** start **

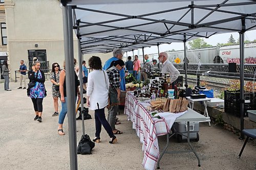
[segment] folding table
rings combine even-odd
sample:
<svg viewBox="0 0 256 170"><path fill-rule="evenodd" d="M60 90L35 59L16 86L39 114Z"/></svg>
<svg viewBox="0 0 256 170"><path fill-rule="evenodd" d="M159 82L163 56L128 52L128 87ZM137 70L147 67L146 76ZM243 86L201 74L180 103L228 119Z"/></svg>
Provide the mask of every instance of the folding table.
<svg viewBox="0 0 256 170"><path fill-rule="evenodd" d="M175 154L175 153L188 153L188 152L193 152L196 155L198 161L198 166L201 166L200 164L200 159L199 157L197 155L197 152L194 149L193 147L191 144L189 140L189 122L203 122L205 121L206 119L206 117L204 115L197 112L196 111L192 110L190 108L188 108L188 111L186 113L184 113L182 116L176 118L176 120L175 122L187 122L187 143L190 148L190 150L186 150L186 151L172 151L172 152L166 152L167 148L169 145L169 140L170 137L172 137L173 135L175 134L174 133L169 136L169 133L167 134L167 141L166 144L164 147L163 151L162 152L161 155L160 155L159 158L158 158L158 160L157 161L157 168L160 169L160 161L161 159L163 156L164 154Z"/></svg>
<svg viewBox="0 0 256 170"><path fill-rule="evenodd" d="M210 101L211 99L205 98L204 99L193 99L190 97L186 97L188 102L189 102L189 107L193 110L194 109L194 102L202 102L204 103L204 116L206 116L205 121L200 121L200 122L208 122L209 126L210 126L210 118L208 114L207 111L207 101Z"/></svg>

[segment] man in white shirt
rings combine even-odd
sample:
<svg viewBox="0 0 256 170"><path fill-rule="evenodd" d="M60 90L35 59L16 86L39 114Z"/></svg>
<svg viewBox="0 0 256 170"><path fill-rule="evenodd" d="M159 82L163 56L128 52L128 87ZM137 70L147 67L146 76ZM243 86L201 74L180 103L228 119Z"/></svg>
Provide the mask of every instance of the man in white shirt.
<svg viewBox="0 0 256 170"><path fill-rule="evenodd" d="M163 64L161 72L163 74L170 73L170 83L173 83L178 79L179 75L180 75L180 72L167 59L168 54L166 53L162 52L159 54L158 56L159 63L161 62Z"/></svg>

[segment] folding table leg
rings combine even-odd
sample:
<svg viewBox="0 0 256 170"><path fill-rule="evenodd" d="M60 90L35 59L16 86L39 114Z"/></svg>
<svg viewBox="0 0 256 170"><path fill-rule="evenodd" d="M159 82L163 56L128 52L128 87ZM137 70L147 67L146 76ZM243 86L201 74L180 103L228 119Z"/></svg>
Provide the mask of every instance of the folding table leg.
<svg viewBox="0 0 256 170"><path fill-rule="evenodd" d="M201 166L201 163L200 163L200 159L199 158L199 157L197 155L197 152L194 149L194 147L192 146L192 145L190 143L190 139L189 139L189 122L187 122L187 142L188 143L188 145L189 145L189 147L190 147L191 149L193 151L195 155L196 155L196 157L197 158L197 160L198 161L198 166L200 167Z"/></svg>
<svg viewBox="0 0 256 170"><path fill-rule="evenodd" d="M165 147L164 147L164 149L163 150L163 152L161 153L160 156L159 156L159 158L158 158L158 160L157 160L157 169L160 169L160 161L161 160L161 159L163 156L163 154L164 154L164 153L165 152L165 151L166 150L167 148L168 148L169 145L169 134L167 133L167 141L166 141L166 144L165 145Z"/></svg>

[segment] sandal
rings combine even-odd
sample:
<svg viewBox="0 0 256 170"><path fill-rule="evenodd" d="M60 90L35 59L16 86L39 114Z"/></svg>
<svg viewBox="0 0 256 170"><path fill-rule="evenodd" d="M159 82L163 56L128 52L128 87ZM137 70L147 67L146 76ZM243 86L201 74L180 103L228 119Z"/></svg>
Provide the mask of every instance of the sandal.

** end **

_YOUR GOAL_:
Retype all the lines above character for character, leaving the pictures out of your answer.

_COMPLETE RESPONSE_:
[segment] folding table
rings combine even-odd
sample:
<svg viewBox="0 0 256 170"><path fill-rule="evenodd" d="M60 90L35 59L16 86L39 114Z"/></svg>
<svg viewBox="0 0 256 170"><path fill-rule="evenodd" d="M159 82L163 56L128 52L128 87ZM137 70L147 67L146 76ZM243 86L201 74L180 103L228 119Z"/></svg>
Provide the mask of every instance of the folding table.
<svg viewBox="0 0 256 170"><path fill-rule="evenodd" d="M175 154L175 153L188 153L188 152L193 152L196 155L198 161L198 166L201 166L200 164L200 159L199 157L197 155L197 152L194 149L193 147L191 144L189 140L189 122L203 122L205 121L206 119L206 117L204 115L197 112L196 111L192 110L190 108L188 108L188 111L186 113L184 113L182 116L176 118L176 120L175 122L187 122L187 143L190 148L190 150L186 150L186 151L172 151L172 152L166 152L167 148L169 145L169 140L170 137L172 137L173 135L175 134L174 133L169 136L169 133L167 134L167 141L166 144L164 147L163 151L162 152L161 155L160 155L159 158L158 158L158 160L157 161L157 168L160 169L160 161L161 159L163 156L164 154Z"/></svg>
<svg viewBox="0 0 256 170"><path fill-rule="evenodd" d="M210 101L211 99L205 98L204 99L193 99L190 97L186 97L188 102L189 102L189 107L193 110L194 109L194 102L202 102L204 103L204 116L206 116L205 121L200 121L200 122L208 122L209 126L210 126L210 118L208 114L207 111L207 101Z"/></svg>

[segment] man in white shirt
rings combine even-odd
sample:
<svg viewBox="0 0 256 170"><path fill-rule="evenodd" d="M60 90L35 59L16 86L39 114Z"/></svg>
<svg viewBox="0 0 256 170"><path fill-rule="evenodd" d="M159 82L163 56L128 52L128 87ZM137 70L147 67L146 76ZM243 86L201 74L180 103L228 119Z"/></svg>
Provide the mask of every instance of the man in white shirt.
<svg viewBox="0 0 256 170"><path fill-rule="evenodd" d="M163 64L161 72L163 74L170 73L170 83L173 83L178 79L179 75L180 75L180 72L167 59L168 54L166 53L162 52L159 54L158 56L159 63L161 62Z"/></svg>

[segment] folding table leg
rings combine even-odd
sample:
<svg viewBox="0 0 256 170"><path fill-rule="evenodd" d="M60 90L35 59L16 86L39 114Z"/></svg>
<svg viewBox="0 0 256 170"><path fill-rule="evenodd" d="M159 82L163 56L128 52L128 87ZM137 70L147 67L146 76ZM243 86L201 74L180 103L228 119Z"/></svg>
Provide the mask of every instance of the folding table leg.
<svg viewBox="0 0 256 170"><path fill-rule="evenodd" d="M201 166L201 163L200 163L200 159L199 158L199 157L197 155L197 152L194 149L194 147L192 146L192 145L190 143L190 139L189 139L189 122L187 122L187 142L188 143L188 145L189 145L189 147L190 147L191 149L193 151L195 155L196 155L196 157L197 158L197 160L198 161L198 166L200 167Z"/></svg>
<svg viewBox="0 0 256 170"><path fill-rule="evenodd" d="M165 147L164 147L164 149L163 150L163 152L161 153L160 156L159 156L159 158L158 158L158 160L157 160L157 169L160 169L160 161L161 160L161 159L163 156L163 154L164 154L164 153L165 152L165 151L166 150L167 148L168 148L169 145L169 134L167 133L167 141L166 141L166 144L165 145Z"/></svg>

[segment] sandal
rings combine even-odd
sample:
<svg viewBox="0 0 256 170"><path fill-rule="evenodd" d="M60 90L35 59L16 86L39 114Z"/></svg>
<svg viewBox="0 0 256 170"><path fill-rule="evenodd" d="M159 82L163 56L128 52L128 87ZM137 70L147 67L146 76ZM243 86L201 74L180 103L228 119Z"/></svg>
Provide the mask of every instance of the sandal.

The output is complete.